Object position labeling entries:
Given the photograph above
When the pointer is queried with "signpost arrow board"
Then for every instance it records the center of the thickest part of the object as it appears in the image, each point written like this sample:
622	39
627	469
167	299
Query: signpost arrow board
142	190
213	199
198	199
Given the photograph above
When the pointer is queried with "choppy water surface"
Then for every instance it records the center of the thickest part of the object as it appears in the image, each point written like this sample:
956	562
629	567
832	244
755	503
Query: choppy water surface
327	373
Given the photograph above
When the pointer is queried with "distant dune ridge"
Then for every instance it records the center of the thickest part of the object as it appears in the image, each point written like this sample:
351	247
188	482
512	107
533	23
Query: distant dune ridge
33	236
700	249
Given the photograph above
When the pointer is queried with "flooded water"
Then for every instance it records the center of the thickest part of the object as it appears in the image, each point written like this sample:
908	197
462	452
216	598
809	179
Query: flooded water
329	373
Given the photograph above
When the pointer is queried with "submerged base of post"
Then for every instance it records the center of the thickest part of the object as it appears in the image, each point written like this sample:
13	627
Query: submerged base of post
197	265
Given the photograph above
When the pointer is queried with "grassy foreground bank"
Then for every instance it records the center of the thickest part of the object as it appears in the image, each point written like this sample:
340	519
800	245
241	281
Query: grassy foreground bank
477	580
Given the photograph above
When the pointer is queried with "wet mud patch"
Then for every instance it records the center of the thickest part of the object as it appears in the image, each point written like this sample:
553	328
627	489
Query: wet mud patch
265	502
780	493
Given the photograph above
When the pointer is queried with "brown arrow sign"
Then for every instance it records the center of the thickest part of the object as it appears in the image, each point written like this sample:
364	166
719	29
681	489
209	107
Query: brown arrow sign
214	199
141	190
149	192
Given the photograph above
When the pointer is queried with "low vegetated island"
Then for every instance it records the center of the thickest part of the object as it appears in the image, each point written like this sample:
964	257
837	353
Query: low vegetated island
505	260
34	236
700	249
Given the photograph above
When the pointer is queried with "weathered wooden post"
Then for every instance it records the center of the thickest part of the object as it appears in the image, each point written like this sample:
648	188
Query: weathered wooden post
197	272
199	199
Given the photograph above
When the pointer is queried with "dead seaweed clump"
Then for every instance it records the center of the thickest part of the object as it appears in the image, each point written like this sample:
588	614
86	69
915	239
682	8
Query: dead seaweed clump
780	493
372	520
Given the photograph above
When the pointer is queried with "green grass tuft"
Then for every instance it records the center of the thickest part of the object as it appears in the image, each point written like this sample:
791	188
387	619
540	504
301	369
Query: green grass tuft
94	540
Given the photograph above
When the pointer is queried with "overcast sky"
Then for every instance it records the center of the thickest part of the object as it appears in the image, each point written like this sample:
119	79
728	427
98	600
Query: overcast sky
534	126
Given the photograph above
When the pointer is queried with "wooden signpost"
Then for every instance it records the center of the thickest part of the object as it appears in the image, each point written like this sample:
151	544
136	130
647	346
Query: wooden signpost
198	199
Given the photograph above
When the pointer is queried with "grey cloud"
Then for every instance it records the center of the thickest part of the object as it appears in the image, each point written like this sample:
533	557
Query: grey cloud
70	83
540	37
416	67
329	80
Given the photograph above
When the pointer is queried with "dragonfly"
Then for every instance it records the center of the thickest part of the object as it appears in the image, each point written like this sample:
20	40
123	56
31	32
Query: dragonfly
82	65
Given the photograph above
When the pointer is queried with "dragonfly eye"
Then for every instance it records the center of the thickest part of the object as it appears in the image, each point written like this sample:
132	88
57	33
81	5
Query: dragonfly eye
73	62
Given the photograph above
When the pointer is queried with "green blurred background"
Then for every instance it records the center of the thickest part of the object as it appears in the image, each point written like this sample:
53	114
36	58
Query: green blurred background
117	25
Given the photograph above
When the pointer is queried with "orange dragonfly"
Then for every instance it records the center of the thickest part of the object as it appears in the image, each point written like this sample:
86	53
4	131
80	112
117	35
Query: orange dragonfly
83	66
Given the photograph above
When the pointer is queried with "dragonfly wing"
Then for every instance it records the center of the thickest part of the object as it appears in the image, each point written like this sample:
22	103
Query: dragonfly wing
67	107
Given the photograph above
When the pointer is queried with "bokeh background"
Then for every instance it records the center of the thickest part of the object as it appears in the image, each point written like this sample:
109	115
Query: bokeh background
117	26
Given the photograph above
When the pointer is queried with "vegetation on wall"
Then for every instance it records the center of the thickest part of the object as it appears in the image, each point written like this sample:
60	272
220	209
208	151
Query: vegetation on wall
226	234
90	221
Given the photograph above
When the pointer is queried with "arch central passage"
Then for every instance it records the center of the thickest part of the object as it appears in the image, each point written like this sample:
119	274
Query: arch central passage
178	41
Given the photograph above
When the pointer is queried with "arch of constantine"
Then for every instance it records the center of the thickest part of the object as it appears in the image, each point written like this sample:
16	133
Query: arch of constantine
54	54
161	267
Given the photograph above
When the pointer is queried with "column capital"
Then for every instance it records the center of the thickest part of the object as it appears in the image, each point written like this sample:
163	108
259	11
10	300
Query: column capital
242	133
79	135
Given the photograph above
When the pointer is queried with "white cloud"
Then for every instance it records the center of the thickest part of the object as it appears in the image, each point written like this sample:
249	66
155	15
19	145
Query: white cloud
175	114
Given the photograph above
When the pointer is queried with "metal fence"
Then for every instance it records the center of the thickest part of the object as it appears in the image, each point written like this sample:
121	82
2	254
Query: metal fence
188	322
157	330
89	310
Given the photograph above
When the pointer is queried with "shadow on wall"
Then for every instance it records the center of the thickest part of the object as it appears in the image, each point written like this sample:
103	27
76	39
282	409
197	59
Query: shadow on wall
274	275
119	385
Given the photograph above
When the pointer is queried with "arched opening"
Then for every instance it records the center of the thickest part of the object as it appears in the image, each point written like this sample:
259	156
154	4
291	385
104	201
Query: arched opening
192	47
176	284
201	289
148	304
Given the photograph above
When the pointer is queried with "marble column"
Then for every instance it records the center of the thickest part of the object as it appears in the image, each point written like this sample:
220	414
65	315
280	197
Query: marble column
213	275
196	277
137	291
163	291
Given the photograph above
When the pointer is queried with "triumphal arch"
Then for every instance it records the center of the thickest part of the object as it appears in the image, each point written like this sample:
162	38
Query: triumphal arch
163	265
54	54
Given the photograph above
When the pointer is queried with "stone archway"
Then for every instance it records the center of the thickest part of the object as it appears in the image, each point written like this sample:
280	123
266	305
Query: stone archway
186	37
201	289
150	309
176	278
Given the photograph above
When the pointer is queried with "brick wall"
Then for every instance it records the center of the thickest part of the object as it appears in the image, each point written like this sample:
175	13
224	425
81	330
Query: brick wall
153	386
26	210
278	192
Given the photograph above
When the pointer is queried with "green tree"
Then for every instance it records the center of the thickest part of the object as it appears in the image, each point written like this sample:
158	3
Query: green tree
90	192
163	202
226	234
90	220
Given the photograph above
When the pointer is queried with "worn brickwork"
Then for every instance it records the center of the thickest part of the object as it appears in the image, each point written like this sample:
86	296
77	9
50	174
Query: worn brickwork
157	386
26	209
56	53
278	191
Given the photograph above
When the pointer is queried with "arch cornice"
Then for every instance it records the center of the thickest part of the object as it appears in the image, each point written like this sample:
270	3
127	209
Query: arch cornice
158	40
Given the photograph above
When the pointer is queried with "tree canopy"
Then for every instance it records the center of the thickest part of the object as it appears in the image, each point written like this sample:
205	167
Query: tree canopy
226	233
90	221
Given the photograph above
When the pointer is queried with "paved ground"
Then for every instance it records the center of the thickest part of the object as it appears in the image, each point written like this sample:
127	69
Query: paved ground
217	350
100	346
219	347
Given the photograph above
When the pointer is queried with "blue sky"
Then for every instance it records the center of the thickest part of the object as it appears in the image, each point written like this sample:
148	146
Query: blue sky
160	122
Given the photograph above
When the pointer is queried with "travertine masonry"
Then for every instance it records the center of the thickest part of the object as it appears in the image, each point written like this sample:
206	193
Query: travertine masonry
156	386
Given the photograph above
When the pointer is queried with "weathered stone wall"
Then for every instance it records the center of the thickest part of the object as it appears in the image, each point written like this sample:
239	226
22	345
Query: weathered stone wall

» Short task
Find each line above that contains the string "travertine", treating uppercase and lowercase as distinct, and copy those lines.

» Written solution
When the pointer is queried with "travertine masonry"
Query: travertine masonry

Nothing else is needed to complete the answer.